Rewrite the listing from its first line through the line that contains "--fill-mode even-odd", putting "branch" in place of "twig" and leaving everything else unchanged.

▼▼▼

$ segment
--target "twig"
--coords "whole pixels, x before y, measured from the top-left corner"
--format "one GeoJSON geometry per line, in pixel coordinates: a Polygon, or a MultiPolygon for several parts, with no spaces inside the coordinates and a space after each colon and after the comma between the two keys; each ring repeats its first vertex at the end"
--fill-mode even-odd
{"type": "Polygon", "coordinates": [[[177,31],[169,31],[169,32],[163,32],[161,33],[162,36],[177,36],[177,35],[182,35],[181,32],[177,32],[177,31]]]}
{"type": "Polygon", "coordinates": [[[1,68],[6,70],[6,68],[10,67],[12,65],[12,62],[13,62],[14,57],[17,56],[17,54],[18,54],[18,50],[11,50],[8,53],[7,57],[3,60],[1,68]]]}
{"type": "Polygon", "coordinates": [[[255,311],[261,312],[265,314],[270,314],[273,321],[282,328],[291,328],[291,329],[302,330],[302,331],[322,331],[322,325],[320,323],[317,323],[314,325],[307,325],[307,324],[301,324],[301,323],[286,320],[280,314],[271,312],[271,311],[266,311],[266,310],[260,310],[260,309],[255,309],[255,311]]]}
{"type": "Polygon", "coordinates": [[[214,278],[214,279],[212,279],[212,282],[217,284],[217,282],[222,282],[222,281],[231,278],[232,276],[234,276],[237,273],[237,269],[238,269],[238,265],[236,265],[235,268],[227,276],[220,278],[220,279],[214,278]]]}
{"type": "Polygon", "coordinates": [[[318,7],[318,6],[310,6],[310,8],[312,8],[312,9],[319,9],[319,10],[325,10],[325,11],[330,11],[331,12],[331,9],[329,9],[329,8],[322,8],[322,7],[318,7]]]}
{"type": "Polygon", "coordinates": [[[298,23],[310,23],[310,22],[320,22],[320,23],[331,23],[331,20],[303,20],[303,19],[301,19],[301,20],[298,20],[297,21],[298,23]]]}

▲▲▲

▶ [EXERCISE RESPONSE]
$ segment
--target "branch"
--coords "whole pixels, x before y, measured from the top-left corner"
--format "one GeoJSON geometry per line, in pixel coordinates: a Polygon, or a MultiPolygon for several parts, with no spaces inside the coordinates and a space after each colon and after the comma between the two keys; each ring repeats its first vertex at the end"
--fill-mode even-odd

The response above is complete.